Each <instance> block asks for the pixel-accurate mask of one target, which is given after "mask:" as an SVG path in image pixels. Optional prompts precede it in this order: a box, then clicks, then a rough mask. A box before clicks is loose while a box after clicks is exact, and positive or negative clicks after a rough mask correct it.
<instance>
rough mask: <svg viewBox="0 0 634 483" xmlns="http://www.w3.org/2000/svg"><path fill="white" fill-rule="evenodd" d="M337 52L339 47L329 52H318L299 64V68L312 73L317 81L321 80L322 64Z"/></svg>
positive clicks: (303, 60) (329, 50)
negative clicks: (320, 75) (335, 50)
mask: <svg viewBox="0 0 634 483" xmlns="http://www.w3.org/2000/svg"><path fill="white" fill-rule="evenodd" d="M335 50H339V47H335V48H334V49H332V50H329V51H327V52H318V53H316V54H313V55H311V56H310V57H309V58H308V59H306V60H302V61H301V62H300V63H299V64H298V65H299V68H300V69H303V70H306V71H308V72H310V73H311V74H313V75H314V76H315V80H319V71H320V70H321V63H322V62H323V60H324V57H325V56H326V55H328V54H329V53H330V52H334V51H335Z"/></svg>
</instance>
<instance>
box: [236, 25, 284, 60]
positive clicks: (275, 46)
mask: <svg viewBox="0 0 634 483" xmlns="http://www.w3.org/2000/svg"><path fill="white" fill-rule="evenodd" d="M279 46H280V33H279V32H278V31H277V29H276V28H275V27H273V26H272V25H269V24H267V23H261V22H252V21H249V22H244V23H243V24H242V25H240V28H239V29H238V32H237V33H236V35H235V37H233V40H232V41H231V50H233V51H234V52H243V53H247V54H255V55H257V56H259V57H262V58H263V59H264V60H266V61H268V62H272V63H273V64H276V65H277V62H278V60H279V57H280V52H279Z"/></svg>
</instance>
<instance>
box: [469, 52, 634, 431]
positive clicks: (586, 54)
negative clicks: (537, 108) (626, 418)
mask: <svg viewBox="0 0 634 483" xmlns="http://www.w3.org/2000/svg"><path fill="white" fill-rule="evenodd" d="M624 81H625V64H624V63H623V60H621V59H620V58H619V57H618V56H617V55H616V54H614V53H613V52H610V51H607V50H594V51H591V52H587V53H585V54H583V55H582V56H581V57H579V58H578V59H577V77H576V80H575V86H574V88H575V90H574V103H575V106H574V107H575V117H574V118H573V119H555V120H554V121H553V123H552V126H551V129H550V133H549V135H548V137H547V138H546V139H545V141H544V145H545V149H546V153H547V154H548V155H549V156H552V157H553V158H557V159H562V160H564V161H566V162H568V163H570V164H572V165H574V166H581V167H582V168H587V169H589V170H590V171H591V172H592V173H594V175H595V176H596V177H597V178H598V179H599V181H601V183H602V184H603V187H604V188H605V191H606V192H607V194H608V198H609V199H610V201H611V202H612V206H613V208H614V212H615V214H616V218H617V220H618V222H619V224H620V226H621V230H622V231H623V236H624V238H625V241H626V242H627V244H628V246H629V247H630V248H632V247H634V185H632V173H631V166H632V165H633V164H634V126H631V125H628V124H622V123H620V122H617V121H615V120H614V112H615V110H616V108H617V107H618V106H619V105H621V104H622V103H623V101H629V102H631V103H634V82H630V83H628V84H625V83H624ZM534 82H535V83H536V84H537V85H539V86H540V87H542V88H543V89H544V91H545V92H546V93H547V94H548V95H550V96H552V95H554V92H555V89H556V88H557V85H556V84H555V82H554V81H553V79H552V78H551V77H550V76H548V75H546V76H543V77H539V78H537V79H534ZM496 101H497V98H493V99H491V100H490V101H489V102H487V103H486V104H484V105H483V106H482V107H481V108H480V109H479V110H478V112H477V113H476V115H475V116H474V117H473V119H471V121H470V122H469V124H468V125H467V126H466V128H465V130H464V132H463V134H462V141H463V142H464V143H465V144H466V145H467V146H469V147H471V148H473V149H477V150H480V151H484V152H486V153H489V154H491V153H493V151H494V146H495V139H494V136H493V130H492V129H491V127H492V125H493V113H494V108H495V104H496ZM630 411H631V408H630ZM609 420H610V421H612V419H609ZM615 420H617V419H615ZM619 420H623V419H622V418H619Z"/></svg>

(Job) Reproduce every row above word for word, leaving nothing out and changing nothing.

(Solution to this task)
Each <instance> block asks for the pixel-accurate mask of one target, which is given after "mask:" as an SVG path in image pixels. Optional prompts precede it in this order: a box, then clicks, then a rough mask. A box before clicks is loose while a box after clicks is exact, and positive or negative clicks after a rough mask correct it.
<instance>
rough mask: <svg viewBox="0 0 634 483" xmlns="http://www.w3.org/2000/svg"><path fill="white" fill-rule="evenodd" d="M337 52L339 47L329 52H318L299 64V68L312 73L317 81L321 80L322 64Z"/></svg>
positive clicks: (303, 60) (329, 50)
negative clicks: (320, 75) (335, 50)
mask: <svg viewBox="0 0 634 483" xmlns="http://www.w3.org/2000/svg"><path fill="white" fill-rule="evenodd" d="M335 50H339V47H335V48H334V49H332V50H329V51H327V52H318V53H316V54H313V55H311V56H310V57H309V58H308V59H306V60H302V61H301V62H300V63H299V64H298V65H299V68H300V69H303V70H306V71H308V72H310V73H311V74H313V75H314V76H315V80H319V71H320V70H321V63H322V62H323V60H324V57H325V56H326V55H328V54H329V53H330V52H334V51H335Z"/></svg>
</instance>
<instance>
box: [236, 25, 284, 60]
positive clicks: (275, 46)
mask: <svg viewBox="0 0 634 483" xmlns="http://www.w3.org/2000/svg"><path fill="white" fill-rule="evenodd" d="M279 46H280V33H279V32H278V31H277V29H276V28H275V27H273V26H272V25H269V24H267V23H261V22H252V21H249V22H244V23H243V24H242V25H240V28H239V29H238V32H237V33H236V35H235V37H233V40H232V41H231V50H233V51H234V52H243V53H247V54H255V55H257V56H259V57H262V58H263V59H264V60H266V61H268V62H272V63H273V64H276V65H277V62H278V60H279V57H280V52H279Z"/></svg>
</instance>
<instance>
box: [469, 52, 634, 431]
positive clicks: (586, 54)
negative clicks: (537, 108) (626, 418)
mask: <svg viewBox="0 0 634 483" xmlns="http://www.w3.org/2000/svg"><path fill="white" fill-rule="evenodd" d="M624 81H625V64H624V63H623V60H621V59H620V58H619V57H618V56H617V55H616V54H614V53H613V52H610V51H607V50H594V51H591V52H587V53H585V54H583V55H582V56H581V57H579V58H578V59H577V77H576V80H575V86H574V88H575V90H574V103H575V106H574V107H575V117H574V118H573V119H555V120H554V121H553V123H552V126H551V129H550V133H549V135H548V137H547V138H546V139H545V141H544V145H545V149H546V153H547V154H548V155H549V156H552V157H553V158H557V159H562V160H564V161H566V162H568V163H570V164H572V165H574V166H581V167H582V168H587V169H589V170H590V171H591V172H592V173H594V175H595V176H596V177H597V178H598V179H599V181H601V183H602V184H603V187H604V188H605V191H606V192H607V194H608V198H609V199H610V201H611V202H612V206H613V208H614V212H615V214H616V218H617V220H618V222H619V224H620V226H621V230H622V231H623V236H624V238H625V241H626V242H627V244H628V246H629V247H630V248H632V247H634V185H632V173H631V166H632V165H633V164H634V126H631V125H628V124H622V123H620V122H617V121H615V120H614V112H615V110H616V108H617V107H618V106H619V105H621V104H622V103H623V101H629V102H631V103H634V82H630V83H628V84H625V83H624ZM534 82H535V83H536V84H537V85H539V86H540V87H542V88H543V89H544V91H545V92H546V93H547V94H548V95H550V96H552V95H554V92H555V89H556V88H557V85H556V84H555V82H554V81H553V79H552V78H551V77H550V76H548V75H546V76H543V77H539V78H537V79H534ZM496 101H497V98H493V99H491V100H490V101H489V102H487V103H486V104H484V105H483V106H482V107H481V108H480V109H479V110H478V112H477V113H476V115H475V116H474V117H473V119H471V121H470V122H469V124H468V125H467V126H466V128H465V130H464V132H463V134H462V141H463V142H464V143H465V144H466V145H467V146H469V147H471V148H473V149H477V150H480V151H484V152H486V153H489V154H491V153H493V151H494V146H495V139H494V136H493V130H492V129H491V127H492V125H493V113H494V108H495V104H496ZM630 411H631V408H630ZM609 420H610V421H612V419H609ZM615 420H617V419H615ZM619 420H623V419H622V418H619Z"/></svg>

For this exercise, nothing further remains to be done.